Take Kevin Durant for example. While his BPM rises in the playoffs as compared to the regular season, indicating that he elevates his game come April, May, and June, a deeper dive shows that this may not necessarily be the case.

This graph (above) compares his performance in each series compared to his team’s chance of winning based on Vegas odds (note that I excluded the 2019 Finals vs. Toronto since he only played 12 minutes before rupturing his Achilles).

As you can see, many of KD’s best performances have come when OKC/GSW is already heavily favored. That’s not to say that he feasts on first and second round roadkill by any means, but a metric that calculates postseason success should account for leverage in some sort of way, like Wins Above Replacement for relief pitchers in baseball does.

Durant also may have dealt with tougher match-ups earlier in his career, so we can also adjust for this by comparing his change in BPM season by season.

This demonstrates a similar trend, although it’s hard to quantify from eyeballing it just how much exactly he over/underperforms based on series expectations. In comes stakes-adjusted value over expected (SAVE), a statistic that incorporates pre-series win expectancy lines to measure playoff performance.

The logic is that players should be rewarded (or penalized) more when these series’ are closer to a toss-up rather than one-sided. Think about swing-states in U.S. presidential elections. Nobody bats an eye about the voting results in Texas or California because these places will nearly always align with the party (no matter how strong the candidate is); it’s these swing-states that largely determine the nomination, thus being a greater focus for the campaigns.

Michael Jordan or LeBron James beating up on an eight-seed in the first-round should factor far less into their resumes than more competitive match-ups, something that many statistics fail to account for.

With SAVE, I measured how much value (VORP) each player produced in every playoff series since 1987-88 (we don’t have Vegas lines from seasons before that), and compared it to how much value they would have produced had they performed at their regular-season level (in terms of BPM).

The leverage adjustment is in the form of a multiplier between 0 and 2 depending on how even the matchup was according to the odds (also note that five different series had missing lines, so I estimated those based on regular-season performance, homecourt advantage, and injuries).

LISTING —
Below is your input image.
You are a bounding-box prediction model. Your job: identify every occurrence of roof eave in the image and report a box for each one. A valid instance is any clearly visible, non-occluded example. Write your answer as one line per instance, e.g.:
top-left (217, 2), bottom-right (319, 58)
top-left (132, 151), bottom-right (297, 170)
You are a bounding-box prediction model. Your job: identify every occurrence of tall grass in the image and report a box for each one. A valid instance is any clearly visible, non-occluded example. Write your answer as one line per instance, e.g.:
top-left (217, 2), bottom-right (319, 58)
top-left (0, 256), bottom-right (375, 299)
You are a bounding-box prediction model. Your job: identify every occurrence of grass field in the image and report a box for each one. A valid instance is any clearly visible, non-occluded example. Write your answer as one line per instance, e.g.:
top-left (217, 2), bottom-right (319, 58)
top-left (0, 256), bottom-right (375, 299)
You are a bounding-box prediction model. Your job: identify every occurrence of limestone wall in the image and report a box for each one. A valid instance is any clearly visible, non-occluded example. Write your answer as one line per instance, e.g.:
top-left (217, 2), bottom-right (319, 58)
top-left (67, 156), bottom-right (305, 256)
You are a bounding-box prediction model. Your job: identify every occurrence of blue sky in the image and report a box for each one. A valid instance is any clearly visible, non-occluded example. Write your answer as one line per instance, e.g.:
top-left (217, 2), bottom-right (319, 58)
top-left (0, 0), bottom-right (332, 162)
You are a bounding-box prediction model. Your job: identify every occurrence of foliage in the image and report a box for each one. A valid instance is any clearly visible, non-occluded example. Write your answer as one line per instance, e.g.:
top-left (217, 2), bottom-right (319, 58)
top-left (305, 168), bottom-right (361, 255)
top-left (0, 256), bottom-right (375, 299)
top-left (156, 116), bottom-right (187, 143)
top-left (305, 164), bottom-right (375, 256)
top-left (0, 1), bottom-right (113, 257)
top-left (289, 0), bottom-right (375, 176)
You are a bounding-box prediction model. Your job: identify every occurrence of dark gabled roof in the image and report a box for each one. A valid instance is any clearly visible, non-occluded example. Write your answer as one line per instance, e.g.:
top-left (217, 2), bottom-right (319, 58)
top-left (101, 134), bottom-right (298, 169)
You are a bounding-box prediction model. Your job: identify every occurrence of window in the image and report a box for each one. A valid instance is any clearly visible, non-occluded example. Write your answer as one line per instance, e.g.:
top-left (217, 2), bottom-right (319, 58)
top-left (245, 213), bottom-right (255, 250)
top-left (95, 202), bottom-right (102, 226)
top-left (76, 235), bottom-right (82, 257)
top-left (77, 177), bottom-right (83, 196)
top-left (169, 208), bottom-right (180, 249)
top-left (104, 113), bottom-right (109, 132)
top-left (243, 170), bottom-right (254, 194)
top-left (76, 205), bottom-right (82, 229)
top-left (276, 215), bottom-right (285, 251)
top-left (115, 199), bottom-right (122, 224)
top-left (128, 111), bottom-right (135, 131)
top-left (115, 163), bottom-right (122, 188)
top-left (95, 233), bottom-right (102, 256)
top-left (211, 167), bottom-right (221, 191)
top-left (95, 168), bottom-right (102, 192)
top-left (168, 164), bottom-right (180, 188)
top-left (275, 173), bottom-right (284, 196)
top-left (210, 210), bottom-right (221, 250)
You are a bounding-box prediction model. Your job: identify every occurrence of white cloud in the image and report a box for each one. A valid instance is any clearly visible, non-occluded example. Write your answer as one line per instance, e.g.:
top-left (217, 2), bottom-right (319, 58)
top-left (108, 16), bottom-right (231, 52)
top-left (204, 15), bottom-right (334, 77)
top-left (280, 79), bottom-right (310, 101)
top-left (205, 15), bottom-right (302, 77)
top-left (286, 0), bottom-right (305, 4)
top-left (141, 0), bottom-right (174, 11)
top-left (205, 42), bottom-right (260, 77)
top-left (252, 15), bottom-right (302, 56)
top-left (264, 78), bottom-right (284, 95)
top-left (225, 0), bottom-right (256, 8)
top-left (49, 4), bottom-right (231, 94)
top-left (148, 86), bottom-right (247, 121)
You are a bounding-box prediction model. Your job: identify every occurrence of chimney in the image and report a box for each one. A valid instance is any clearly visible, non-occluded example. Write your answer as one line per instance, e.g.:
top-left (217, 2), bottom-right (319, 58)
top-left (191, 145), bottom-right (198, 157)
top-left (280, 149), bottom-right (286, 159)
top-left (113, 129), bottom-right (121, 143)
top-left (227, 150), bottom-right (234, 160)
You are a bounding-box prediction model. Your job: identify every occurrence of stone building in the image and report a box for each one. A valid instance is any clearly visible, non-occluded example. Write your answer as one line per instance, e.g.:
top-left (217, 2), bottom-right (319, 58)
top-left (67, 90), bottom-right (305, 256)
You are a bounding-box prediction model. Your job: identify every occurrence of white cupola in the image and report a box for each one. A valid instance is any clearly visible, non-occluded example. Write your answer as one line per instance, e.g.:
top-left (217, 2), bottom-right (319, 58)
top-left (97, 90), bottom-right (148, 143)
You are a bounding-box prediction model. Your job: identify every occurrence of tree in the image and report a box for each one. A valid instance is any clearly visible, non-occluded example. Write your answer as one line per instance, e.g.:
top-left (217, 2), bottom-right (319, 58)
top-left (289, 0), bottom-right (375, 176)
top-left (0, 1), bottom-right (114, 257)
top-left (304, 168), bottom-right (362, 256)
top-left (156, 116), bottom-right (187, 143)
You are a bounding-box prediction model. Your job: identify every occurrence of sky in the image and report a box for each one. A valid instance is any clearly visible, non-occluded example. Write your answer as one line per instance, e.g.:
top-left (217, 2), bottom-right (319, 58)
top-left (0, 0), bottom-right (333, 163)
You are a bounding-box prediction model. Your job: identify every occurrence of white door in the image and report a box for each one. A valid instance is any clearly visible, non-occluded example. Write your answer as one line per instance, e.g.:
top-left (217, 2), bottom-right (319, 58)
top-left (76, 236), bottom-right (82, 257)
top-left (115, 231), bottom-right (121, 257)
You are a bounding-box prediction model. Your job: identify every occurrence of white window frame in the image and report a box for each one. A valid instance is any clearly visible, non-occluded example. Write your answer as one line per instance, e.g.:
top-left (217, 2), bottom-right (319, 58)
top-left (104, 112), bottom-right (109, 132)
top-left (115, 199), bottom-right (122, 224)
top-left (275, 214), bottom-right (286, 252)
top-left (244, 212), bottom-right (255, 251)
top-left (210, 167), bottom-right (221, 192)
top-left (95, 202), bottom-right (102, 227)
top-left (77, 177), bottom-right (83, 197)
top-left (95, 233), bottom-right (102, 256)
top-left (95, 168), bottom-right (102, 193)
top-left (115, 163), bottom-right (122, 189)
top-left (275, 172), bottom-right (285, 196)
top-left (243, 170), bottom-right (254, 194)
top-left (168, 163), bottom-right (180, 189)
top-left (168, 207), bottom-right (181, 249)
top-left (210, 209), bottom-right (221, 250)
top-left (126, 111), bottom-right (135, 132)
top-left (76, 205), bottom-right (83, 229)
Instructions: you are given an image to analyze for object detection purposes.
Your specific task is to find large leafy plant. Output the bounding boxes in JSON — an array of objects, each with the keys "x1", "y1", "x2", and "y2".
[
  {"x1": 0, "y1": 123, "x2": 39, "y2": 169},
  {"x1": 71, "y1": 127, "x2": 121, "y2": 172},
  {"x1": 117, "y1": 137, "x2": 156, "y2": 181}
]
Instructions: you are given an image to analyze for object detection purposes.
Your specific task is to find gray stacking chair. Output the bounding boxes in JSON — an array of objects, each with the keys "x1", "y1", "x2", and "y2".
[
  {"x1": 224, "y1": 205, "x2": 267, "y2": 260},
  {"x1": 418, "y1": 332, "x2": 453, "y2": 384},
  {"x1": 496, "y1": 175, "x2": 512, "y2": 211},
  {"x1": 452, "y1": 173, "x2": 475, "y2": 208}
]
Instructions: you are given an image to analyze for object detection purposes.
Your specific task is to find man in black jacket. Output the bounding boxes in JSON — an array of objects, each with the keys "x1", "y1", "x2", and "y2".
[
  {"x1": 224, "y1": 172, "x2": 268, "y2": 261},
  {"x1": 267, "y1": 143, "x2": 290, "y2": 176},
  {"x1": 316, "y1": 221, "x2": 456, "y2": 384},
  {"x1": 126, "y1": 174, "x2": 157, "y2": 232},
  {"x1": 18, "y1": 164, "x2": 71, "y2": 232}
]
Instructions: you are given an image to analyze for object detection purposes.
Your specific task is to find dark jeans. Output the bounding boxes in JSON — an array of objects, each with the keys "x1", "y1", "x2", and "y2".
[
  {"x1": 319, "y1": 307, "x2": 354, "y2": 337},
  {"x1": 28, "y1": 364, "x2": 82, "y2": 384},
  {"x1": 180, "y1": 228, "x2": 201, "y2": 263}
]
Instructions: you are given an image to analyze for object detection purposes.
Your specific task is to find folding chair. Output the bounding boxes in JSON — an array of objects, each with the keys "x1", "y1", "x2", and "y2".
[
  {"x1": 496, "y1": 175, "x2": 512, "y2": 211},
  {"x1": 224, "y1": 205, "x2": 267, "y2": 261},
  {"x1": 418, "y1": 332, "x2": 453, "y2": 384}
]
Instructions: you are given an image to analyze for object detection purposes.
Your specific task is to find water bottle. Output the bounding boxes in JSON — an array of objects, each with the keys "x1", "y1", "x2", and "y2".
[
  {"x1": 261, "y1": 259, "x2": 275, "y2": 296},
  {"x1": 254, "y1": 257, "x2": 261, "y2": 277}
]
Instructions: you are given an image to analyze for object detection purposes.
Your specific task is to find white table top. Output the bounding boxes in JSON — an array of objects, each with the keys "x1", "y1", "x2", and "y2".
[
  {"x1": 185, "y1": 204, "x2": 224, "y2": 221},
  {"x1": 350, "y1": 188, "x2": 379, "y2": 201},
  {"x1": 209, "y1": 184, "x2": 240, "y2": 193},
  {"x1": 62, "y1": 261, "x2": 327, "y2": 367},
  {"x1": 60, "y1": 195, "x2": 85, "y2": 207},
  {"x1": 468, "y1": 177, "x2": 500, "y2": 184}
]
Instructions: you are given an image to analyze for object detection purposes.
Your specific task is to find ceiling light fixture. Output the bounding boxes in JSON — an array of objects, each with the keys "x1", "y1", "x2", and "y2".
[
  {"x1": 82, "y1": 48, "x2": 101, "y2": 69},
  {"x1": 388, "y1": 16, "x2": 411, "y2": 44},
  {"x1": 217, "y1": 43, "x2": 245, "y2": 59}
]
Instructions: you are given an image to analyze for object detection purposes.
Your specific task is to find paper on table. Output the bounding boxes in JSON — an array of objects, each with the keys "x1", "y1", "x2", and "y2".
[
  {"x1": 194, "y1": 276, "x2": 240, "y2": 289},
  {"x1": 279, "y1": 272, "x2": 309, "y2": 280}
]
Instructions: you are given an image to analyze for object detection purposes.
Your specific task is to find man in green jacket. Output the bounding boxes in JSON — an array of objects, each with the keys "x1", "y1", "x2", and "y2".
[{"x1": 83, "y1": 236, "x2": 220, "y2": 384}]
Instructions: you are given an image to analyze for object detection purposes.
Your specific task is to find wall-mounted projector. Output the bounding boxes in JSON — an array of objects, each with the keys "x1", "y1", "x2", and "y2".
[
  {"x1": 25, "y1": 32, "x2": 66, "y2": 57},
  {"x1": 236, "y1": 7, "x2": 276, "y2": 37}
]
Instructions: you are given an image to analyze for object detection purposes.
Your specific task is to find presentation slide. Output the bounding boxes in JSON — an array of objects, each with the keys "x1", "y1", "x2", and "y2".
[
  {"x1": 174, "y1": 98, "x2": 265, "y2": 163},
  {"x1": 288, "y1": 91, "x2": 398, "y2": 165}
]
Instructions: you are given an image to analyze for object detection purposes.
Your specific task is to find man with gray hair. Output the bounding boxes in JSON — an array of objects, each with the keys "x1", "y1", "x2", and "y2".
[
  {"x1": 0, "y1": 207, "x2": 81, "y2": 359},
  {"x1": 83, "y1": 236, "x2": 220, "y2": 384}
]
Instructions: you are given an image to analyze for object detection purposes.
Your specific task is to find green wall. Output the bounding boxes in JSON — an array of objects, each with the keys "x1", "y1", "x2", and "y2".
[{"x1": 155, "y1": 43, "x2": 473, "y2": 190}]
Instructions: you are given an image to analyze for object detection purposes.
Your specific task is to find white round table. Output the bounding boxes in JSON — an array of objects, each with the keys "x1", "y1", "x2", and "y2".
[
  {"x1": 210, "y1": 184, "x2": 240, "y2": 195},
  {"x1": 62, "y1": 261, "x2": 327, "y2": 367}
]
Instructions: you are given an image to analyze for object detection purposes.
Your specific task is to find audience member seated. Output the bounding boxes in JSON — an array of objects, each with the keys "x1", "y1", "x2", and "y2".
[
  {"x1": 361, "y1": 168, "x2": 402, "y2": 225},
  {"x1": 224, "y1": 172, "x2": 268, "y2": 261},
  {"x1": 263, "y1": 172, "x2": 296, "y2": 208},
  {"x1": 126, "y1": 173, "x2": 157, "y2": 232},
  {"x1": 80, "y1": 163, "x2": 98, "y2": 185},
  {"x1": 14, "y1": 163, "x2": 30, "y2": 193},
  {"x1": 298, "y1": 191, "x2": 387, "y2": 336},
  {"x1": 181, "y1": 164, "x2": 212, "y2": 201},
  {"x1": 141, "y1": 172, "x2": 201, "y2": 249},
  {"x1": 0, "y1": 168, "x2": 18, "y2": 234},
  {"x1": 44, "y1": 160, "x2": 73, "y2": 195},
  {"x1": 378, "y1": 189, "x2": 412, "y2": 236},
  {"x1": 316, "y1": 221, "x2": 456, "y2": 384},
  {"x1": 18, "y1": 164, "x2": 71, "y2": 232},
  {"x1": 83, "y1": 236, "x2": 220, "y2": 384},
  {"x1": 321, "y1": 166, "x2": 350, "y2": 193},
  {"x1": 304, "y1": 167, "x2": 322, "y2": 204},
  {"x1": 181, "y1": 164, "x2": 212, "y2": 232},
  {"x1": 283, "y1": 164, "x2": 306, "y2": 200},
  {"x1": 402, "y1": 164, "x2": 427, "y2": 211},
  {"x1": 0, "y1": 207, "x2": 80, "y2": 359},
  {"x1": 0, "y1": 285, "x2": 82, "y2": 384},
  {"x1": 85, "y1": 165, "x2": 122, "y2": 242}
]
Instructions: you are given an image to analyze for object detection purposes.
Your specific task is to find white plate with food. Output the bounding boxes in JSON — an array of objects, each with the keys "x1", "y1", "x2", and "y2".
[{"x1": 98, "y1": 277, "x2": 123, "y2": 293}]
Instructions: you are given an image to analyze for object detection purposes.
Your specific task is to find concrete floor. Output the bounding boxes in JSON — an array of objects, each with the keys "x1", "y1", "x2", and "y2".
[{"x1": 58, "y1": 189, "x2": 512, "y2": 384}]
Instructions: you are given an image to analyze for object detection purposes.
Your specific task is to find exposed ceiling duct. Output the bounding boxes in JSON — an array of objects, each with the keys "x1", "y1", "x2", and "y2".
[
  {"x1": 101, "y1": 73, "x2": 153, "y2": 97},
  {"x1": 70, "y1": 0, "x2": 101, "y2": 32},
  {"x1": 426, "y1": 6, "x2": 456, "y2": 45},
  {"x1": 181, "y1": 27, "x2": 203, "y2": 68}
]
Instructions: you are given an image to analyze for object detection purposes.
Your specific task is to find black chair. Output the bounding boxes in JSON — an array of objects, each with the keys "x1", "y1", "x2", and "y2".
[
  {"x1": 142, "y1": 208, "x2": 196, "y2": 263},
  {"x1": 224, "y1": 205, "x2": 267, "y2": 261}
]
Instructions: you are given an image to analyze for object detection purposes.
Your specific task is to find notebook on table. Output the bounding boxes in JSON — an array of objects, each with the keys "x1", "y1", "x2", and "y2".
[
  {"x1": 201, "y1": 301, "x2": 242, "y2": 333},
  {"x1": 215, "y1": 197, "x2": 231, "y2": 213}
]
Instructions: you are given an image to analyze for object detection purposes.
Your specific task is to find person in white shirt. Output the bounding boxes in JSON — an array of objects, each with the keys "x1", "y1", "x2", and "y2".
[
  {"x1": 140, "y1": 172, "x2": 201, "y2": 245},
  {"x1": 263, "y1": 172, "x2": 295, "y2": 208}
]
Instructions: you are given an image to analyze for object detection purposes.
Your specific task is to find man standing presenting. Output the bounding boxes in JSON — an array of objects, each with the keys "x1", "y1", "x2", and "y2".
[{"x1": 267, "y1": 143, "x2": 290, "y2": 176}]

PROBLEMS —
[1] Name every basketball player the playoff-statistics text mentions.
[2] Retype the playoff-statistics text between "As you can see, many" and "measure playoff performance.", inclusive.
Rely only on the playoff-statistics text.

REPLIES —
[1] Kevin Durant, Michael Jordan, LeBron James

[2]
As you can see, many of KD’s best performances have come when OKC/GSW is already heavily favored. That’s not to say that he feasts on first and second round roadkill by any means, but a metric that calculates postseason success should account for leverage in some sort of way, like Wins Above Replacement for relief pitchers in baseball does.

Durant also may have dealt with tougher match-ups earlier in his career, so we can also adjust for this by comparing his change in BPM season by season.

This demonstrates a similar trend, although it’s hard to quantify from eyeballing it just how much exactly he over/underperforms based on series expectations. In comes stakes-adjusted value over expected (SAVE), a statistic that incorporates pre-series win expectancy lines to measure playoff performance.